Records pointing to named objects:
··········
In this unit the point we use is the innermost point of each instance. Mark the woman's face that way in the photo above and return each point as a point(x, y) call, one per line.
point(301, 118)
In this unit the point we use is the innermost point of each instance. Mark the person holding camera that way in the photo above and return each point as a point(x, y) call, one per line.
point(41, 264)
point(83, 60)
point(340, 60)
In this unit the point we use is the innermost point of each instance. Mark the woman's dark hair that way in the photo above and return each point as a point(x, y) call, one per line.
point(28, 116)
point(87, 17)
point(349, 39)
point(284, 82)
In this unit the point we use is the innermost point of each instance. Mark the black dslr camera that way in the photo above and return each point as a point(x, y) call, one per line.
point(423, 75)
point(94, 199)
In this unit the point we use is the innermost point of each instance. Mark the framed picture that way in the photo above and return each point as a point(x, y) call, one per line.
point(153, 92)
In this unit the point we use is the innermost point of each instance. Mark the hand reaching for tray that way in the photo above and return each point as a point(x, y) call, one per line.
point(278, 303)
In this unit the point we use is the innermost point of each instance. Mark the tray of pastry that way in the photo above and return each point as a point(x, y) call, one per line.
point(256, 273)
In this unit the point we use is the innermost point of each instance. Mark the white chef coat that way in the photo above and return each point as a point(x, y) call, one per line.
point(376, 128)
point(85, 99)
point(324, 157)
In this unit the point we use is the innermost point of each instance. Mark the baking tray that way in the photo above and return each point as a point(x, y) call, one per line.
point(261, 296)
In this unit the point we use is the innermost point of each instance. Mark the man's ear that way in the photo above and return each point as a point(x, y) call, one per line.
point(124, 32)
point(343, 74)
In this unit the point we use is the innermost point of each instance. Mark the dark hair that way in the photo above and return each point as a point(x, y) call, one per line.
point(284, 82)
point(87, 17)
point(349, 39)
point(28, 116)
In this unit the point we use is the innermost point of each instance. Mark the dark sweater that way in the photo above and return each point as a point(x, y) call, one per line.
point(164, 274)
··········
§ **TASK STATEMENT**
Reproduce the records word for word, from the line containing "Mark the tray" through the line containing "point(261, 296)", both lines included.

§ **COMPLETE ANSWER**
In this unit the point we use is the innermost point of each instance. Mark the tray of pastry that way in the photo above and return each point as a point(x, y) call, one per line.
point(256, 273)
In this unit the point we use is the innermost point of each instance. Mark the white chef coat that way in the photo above and return each point as a point(x, y) call, one per line.
point(376, 128)
point(85, 99)
point(324, 157)
In this unit the point we use is the innermost point of each instance. Mark the baking tray that way in the photo above and return each point as a point(x, y) call, one per line.
point(261, 296)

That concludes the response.